[Task]
An exact reprint of the whole listing is what the answer must contain.

[Information supplied]
- Opening Delimiter -

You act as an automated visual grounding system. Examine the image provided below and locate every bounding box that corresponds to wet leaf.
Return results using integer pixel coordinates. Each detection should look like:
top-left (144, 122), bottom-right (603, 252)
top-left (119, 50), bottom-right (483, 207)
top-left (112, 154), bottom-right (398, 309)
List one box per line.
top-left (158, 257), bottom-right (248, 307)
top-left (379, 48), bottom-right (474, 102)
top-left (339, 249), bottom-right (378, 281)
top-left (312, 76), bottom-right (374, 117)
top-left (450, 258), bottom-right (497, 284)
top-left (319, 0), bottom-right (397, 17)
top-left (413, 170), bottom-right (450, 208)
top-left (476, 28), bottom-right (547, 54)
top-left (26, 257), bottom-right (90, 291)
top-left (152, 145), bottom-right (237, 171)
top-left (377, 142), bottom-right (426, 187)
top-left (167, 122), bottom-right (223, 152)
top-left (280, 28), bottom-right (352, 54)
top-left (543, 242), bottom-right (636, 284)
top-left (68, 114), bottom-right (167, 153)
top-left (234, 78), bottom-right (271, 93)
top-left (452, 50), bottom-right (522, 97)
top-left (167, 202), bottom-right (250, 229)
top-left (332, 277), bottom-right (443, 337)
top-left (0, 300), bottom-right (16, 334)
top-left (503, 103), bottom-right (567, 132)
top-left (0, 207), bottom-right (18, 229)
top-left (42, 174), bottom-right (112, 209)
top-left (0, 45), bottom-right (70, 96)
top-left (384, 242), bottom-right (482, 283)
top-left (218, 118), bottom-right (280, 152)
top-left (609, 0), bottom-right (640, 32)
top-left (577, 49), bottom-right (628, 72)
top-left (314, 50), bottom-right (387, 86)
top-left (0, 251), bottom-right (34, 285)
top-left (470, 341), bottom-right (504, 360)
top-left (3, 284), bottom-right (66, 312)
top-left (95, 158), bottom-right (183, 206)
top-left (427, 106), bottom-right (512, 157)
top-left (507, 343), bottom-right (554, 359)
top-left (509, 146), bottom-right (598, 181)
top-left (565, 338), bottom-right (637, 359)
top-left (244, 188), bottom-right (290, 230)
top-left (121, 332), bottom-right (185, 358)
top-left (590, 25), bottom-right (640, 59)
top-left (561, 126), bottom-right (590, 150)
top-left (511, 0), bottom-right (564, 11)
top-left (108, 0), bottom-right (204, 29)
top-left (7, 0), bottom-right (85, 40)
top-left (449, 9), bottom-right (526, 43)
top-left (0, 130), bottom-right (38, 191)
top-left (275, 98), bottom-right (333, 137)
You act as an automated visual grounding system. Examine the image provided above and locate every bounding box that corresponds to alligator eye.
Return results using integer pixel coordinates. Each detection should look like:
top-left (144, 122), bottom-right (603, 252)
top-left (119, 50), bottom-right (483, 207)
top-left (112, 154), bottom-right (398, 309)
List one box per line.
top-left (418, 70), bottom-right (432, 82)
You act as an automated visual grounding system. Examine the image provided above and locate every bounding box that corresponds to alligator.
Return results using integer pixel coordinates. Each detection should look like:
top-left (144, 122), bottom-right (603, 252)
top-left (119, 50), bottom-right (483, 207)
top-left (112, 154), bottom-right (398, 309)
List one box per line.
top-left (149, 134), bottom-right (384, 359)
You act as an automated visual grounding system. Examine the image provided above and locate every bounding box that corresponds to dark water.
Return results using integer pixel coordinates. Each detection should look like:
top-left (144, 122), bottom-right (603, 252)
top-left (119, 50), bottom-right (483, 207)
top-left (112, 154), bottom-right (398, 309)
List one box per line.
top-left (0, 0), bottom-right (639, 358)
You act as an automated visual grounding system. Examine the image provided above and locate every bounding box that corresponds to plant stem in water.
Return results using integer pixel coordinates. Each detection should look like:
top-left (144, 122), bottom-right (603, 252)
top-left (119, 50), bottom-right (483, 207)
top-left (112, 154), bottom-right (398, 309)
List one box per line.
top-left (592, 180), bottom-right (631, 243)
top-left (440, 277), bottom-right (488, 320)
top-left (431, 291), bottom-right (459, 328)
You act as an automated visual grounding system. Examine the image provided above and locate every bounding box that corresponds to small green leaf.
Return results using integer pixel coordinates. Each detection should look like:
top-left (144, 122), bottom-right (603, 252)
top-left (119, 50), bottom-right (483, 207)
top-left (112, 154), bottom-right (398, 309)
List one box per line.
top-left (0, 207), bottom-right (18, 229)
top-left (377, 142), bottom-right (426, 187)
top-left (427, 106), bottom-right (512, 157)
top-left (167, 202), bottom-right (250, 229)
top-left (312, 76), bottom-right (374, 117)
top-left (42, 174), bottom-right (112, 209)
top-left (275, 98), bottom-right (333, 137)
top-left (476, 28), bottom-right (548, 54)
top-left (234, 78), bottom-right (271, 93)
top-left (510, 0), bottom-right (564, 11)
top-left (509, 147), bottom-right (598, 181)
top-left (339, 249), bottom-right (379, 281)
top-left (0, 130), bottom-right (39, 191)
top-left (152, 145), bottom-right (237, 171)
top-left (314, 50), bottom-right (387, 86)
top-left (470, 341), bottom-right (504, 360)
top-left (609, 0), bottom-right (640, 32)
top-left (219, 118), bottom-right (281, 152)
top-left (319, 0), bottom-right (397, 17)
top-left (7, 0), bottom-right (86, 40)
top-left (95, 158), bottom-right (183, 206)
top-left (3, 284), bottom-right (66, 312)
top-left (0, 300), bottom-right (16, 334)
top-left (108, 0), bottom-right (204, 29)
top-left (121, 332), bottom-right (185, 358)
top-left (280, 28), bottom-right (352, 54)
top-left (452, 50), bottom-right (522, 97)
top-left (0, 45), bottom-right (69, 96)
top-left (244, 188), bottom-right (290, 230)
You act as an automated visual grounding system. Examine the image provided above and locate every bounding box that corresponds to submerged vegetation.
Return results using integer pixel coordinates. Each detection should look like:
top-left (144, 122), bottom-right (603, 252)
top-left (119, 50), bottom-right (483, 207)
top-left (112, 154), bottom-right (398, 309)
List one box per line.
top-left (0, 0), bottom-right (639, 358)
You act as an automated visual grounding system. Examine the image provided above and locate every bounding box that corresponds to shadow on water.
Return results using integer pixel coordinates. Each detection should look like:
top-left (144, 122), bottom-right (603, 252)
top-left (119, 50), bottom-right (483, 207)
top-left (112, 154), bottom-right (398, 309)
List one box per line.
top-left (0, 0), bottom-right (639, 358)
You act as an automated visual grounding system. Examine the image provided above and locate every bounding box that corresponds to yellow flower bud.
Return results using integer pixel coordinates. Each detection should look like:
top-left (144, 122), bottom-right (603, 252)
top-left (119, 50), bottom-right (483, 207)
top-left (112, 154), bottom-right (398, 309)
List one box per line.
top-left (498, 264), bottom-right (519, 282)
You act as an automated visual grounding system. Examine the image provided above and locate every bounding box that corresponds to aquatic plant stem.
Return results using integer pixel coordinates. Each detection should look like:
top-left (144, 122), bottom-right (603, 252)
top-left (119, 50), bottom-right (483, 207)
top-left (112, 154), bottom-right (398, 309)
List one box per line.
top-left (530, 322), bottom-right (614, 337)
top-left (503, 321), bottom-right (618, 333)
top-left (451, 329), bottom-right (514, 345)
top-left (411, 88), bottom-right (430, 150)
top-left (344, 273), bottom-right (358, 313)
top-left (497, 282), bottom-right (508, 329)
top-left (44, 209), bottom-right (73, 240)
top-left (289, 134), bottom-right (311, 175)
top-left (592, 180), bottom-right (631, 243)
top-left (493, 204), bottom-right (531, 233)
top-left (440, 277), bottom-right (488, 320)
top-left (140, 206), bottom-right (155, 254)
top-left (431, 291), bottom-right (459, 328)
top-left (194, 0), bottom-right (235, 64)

- Closing Delimiter -

[Exercise solution]
You act as an automated visual grounding system. Examine the image provided below and locate every bounding box that corresponds to wet leaf.
Return results using integer pixel coordinates. Each detection should look like:
top-left (144, 122), bottom-right (603, 252)
top-left (119, 50), bottom-right (483, 207)
top-left (112, 154), bottom-right (398, 309)
List one box per line.
top-left (158, 257), bottom-right (248, 307)
top-left (379, 48), bottom-right (474, 102)
top-left (339, 249), bottom-right (378, 281)
top-left (312, 76), bottom-right (374, 117)
top-left (450, 258), bottom-right (497, 284)
top-left (319, 0), bottom-right (397, 17)
top-left (413, 170), bottom-right (450, 208)
top-left (476, 28), bottom-right (547, 54)
top-left (26, 257), bottom-right (90, 291)
top-left (152, 145), bottom-right (237, 171)
top-left (377, 142), bottom-right (426, 187)
top-left (167, 122), bottom-right (223, 152)
top-left (280, 28), bottom-right (352, 54)
top-left (543, 242), bottom-right (636, 284)
top-left (68, 114), bottom-right (167, 153)
top-left (234, 78), bottom-right (271, 93)
top-left (452, 50), bottom-right (522, 97)
top-left (167, 202), bottom-right (250, 229)
top-left (332, 277), bottom-right (443, 337)
top-left (0, 300), bottom-right (16, 334)
top-left (503, 103), bottom-right (567, 132)
top-left (0, 207), bottom-right (18, 229)
top-left (42, 174), bottom-right (112, 209)
top-left (0, 45), bottom-right (70, 96)
top-left (384, 242), bottom-right (482, 283)
top-left (218, 118), bottom-right (280, 152)
top-left (609, 0), bottom-right (640, 32)
top-left (577, 49), bottom-right (628, 72)
top-left (314, 50), bottom-right (387, 86)
top-left (0, 251), bottom-right (34, 285)
top-left (470, 341), bottom-right (504, 360)
top-left (3, 284), bottom-right (66, 312)
top-left (95, 158), bottom-right (183, 206)
top-left (427, 106), bottom-right (512, 157)
top-left (507, 343), bottom-right (554, 359)
top-left (509, 146), bottom-right (598, 181)
top-left (565, 338), bottom-right (637, 359)
top-left (244, 188), bottom-right (290, 230)
top-left (121, 332), bottom-right (185, 358)
top-left (590, 25), bottom-right (640, 59)
top-left (561, 126), bottom-right (590, 150)
top-left (511, 0), bottom-right (564, 11)
top-left (108, 0), bottom-right (204, 29)
top-left (7, 0), bottom-right (85, 40)
top-left (449, 9), bottom-right (526, 43)
top-left (0, 130), bottom-right (38, 191)
top-left (275, 98), bottom-right (333, 137)
You act as an automated visual grounding system. Examine the image provided above and locate every bounding box that corresponds to alligator eye.
Return results using integer pixel coordinates. Each detection should look like:
top-left (144, 122), bottom-right (603, 252)
top-left (119, 50), bottom-right (483, 207)
top-left (112, 154), bottom-right (398, 309)
List one box per line.
top-left (418, 70), bottom-right (432, 82)
You act as an automated visual grounding system. Examine the image provided above and locate every bounding box that corresponds to alligator.
Return results using integer pixel coordinates. Each detection should look like:
top-left (144, 122), bottom-right (603, 252)
top-left (119, 50), bottom-right (483, 207)
top-left (112, 154), bottom-right (398, 309)
List one box per line.
top-left (149, 134), bottom-right (384, 359)
You act as an automated visual grounding system. Examine the image provided above and locate every bounding box that corresponds to dark water.
Return results using integer pixel coordinates. Each detection should look like:
top-left (144, 122), bottom-right (603, 252)
top-left (119, 50), bottom-right (483, 207)
top-left (112, 154), bottom-right (398, 309)
List one box per line.
top-left (0, 0), bottom-right (639, 358)
You act as an automated visual grounding system. Examine the image provided above and locate every bounding box that corresponds to plant stem in water.
Return results using integer pixel coordinates. Each detection should look like:
top-left (144, 122), bottom-right (603, 252)
top-left (119, 50), bottom-right (483, 207)
top-left (112, 154), bottom-right (398, 309)
List one box per line.
top-left (592, 180), bottom-right (631, 243)
top-left (440, 277), bottom-right (488, 320)
top-left (431, 291), bottom-right (459, 328)
You act as an automated visual grounding system. Examine the image provided above and locate every bounding box that corresponds to small green leaf.
Return results using integer pixel coordinates. Each detection should look like:
top-left (144, 122), bottom-right (603, 252)
top-left (119, 50), bottom-right (483, 207)
top-left (112, 154), bottom-right (398, 309)
List one box per line.
top-left (0, 207), bottom-right (18, 229)
top-left (377, 142), bottom-right (426, 187)
top-left (427, 106), bottom-right (512, 157)
top-left (167, 202), bottom-right (250, 229)
top-left (312, 76), bottom-right (374, 117)
top-left (42, 174), bottom-right (112, 209)
top-left (275, 98), bottom-right (333, 137)
top-left (476, 28), bottom-right (548, 54)
top-left (234, 78), bottom-right (271, 93)
top-left (510, 0), bottom-right (564, 11)
top-left (509, 147), bottom-right (598, 181)
top-left (339, 249), bottom-right (379, 281)
top-left (0, 130), bottom-right (39, 191)
top-left (152, 145), bottom-right (237, 171)
top-left (314, 50), bottom-right (387, 86)
top-left (470, 341), bottom-right (504, 360)
top-left (609, 0), bottom-right (640, 32)
top-left (219, 118), bottom-right (281, 152)
top-left (319, 0), bottom-right (397, 17)
top-left (7, 0), bottom-right (86, 40)
top-left (95, 158), bottom-right (183, 206)
top-left (3, 284), bottom-right (66, 312)
top-left (0, 300), bottom-right (16, 334)
top-left (108, 0), bottom-right (204, 29)
top-left (121, 332), bottom-right (185, 358)
top-left (280, 28), bottom-right (352, 54)
top-left (452, 50), bottom-right (522, 97)
top-left (0, 45), bottom-right (69, 96)
top-left (244, 188), bottom-right (290, 230)
You act as an automated visual grounding system. Examine the image provided above and locate every bounding box that corresponds to submerged vegetation.
Return results using integer pixel coordinates. Each detection should look like:
top-left (144, 122), bottom-right (603, 252)
top-left (119, 50), bottom-right (483, 207)
top-left (112, 154), bottom-right (398, 309)
List one box per line.
top-left (0, 0), bottom-right (639, 358)
You act as an automated visual grounding system. Examine the image provided above and locate every bounding box that corresponds to shadow on water.
Return results using integer pixel coordinates. Each detection should look like:
top-left (144, 122), bottom-right (603, 252)
top-left (119, 50), bottom-right (483, 207)
top-left (112, 154), bottom-right (398, 309)
List one box per line.
top-left (0, 0), bottom-right (639, 358)
You act as an automated visual grounding system. Examine the image provided above and locate every bounding box that corresponds to yellow flower bud.
Return results using integer pixel coordinates. Each detection should look like:
top-left (144, 122), bottom-right (603, 252)
top-left (119, 50), bottom-right (483, 207)
top-left (112, 154), bottom-right (398, 309)
List one box per line.
top-left (498, 264), bottom-right (519, 282)
You act as an automated visual grounding system. Examine the image provided above and locate every bounding box that corresponds to aquatic plant stem.
Return results using integer pixel coordinates. Each detection should look like:
top-left (144, 122), bottom-right (603, 252)
top-left (119, 50), bottom-right (483, 207)
top-left (112, 154), bottom-right (398, 309)
List one box per line.
top-left (530, 322), bottom-right (614, 337)
top-left (503, 321), bottom-right (618, 333)
top-left (451, 329), bottom-right (514, 345)
top-left (411, 88), bottom-right (430, 150)
top-left (344, 273), bottom-right (358, 313)
top-left (497, 282), bottom-right (508, 329)
top-left (44, 209), bottom-right (73, 240)
top-left (289, 134), bottom-right (311, 175)
top-left (592, 180), bottom-right (631, 243)
top-left (493, 204), bottom-right (531, 233)
top-left (440, 277), bottom-right (488, 320)
top-left (140, 206), bottom-right (155, 254)
top-left (431, 291), bottom-right (459, 328)
top-left (194, 0), bottom-right (235, 64)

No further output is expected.